Count the lines in the entries below that contain the string "Query", matching uppercase and lowercase exactly. Reply with the number alone.

Named-object pointing entries:
* START *

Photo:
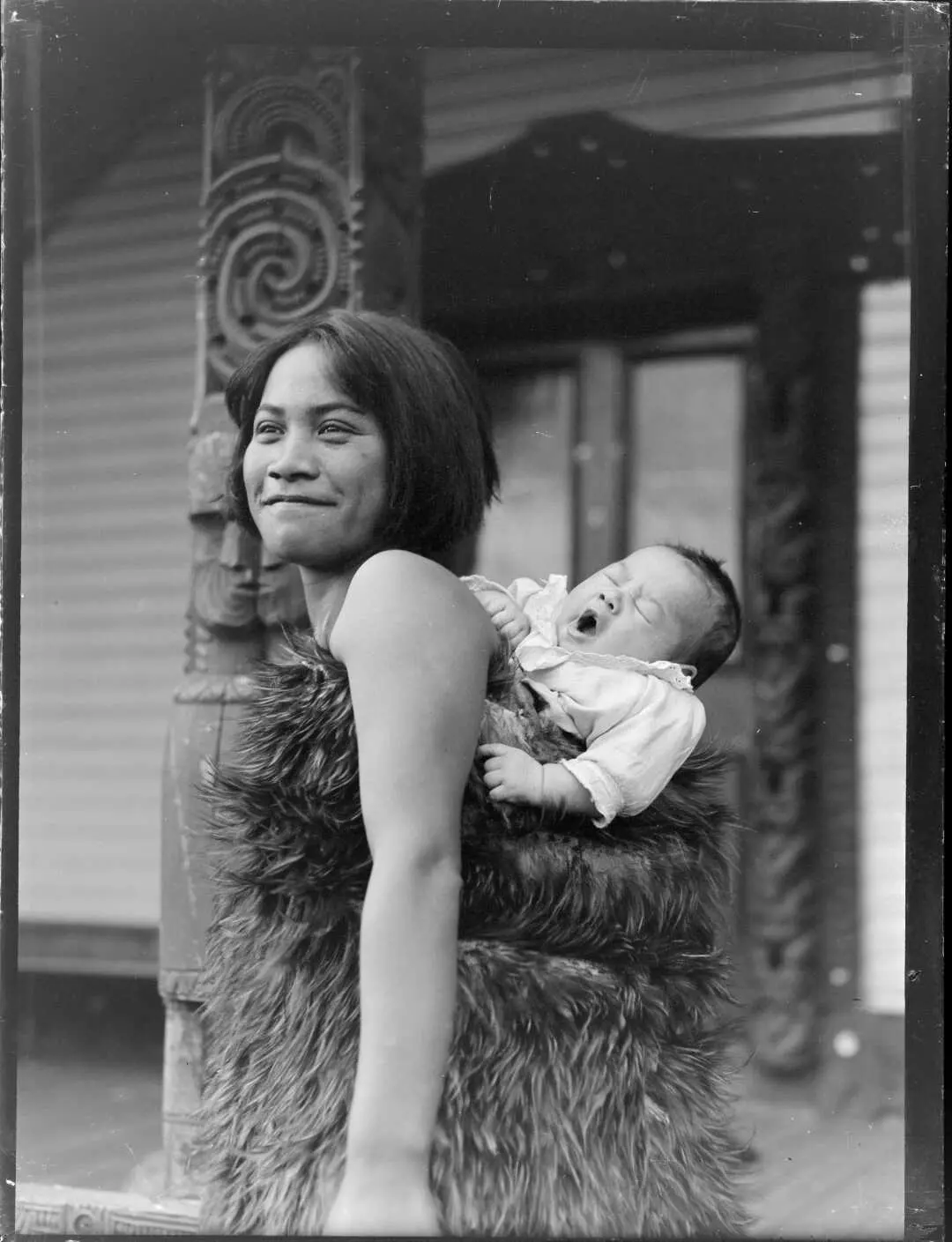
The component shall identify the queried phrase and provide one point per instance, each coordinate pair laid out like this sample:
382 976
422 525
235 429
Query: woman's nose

* END *
* START *

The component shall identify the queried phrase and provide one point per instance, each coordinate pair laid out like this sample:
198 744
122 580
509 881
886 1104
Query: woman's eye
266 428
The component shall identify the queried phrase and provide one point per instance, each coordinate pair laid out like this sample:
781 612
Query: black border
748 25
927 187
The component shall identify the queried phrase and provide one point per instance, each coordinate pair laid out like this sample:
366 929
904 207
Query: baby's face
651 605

* END *

### RESULT OF THIS EXERCISE
4